→ **課題の指示**:
本文のうち、「若い人とどう向き合っていいの」で始まり「そんなおふたりに『STORY』読者の真剣なお悩みに答えていただきます!」まで続く部分を、一字一句変えずに引用してください。

→ **本文**:
········

若い人とどう向き合っていいのかわかりません【ジェーン・スー×HARUKOの人生相談Vol.38】
40代女性の気持ちを代弁するような明快な語り口が人気のコラムニスト、ジェーン・スーさん。新聞やラジオ、雑誌で多くの方のお悩みに答え、その胸のすくような回答には励まされる読者も多数。
一方、波乱万丈の人生経験を持ちながら、いつも前向きで飾り気がない人柄で、誰からも愛されるモデルのHARUKOさん。歯に衣着せぬ語り口で、仲間のお悩みにさっと答えてくれると評判です。
そんなおふたりに『STORY』読者の真剣なお悩みに答えていただきます!

········

→ **提供資料**:
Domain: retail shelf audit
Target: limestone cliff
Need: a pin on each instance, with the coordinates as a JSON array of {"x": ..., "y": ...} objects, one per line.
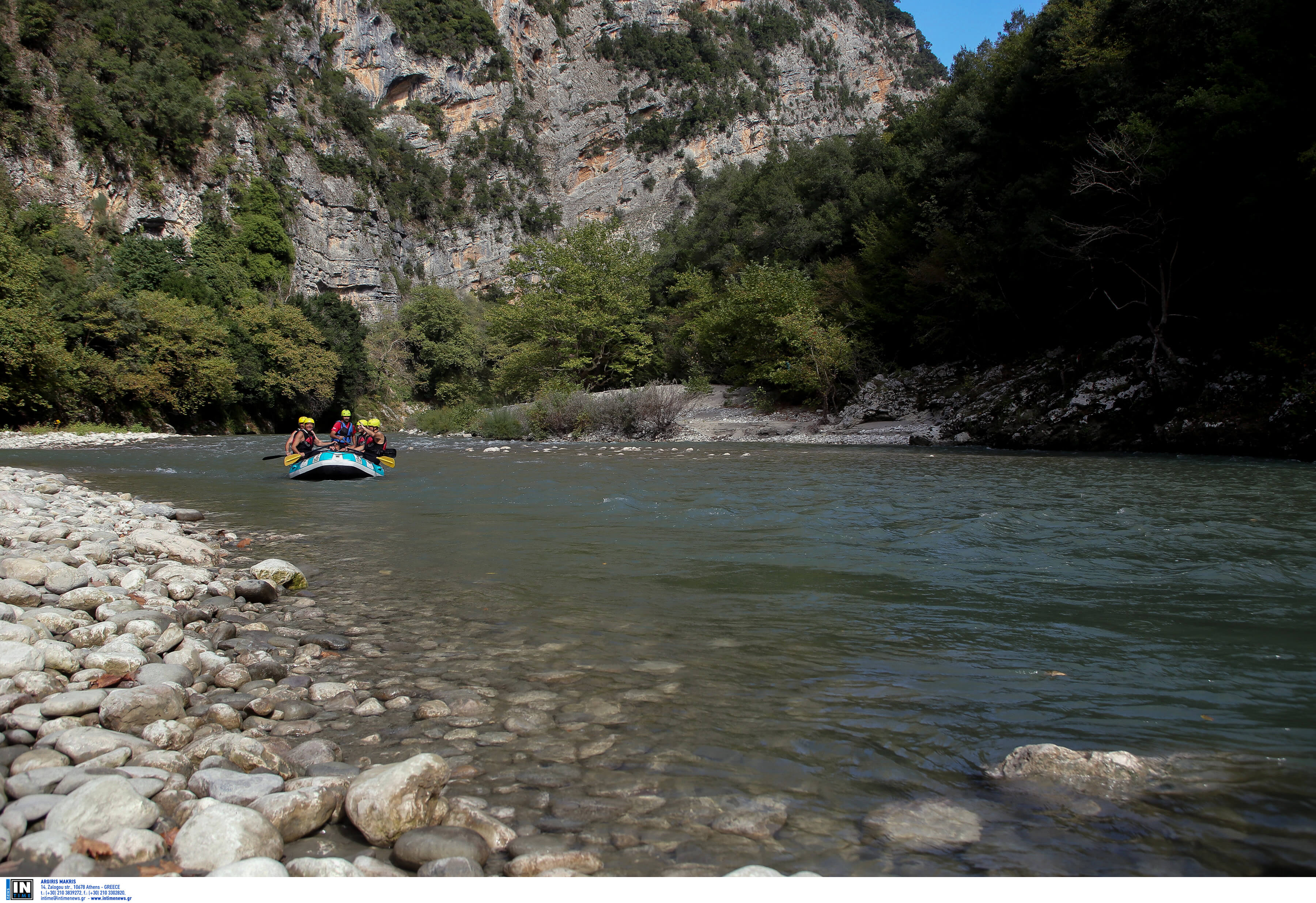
[{"x": 577, "y": 112}]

········

→ **完成した回答**:
若い人とどう向き合っていいのかわかりません【ジェーン・スー×HARUKOの人生相談Vol.38】
40代女性の気持ちを代弁するような明快な語り口が人気のコラムニスト、ジェーン・スーさん。新聞やラジオ、雑誌で多くの方のお悩みに答え、その胸のすくような回答には励まされる読者も多数。
一方、波乱万丈の人生経験を持ちながら、いつも前向きで飾り気がない人柄で、誰からも愛されるモデルのHARUKOさん。歯に衣着せぬ語り口で、仲間のお悩みにさっと答えてくれると評判です。
そんなおふたりに『STORY』読者の真剣なお悩みに答えていただきます!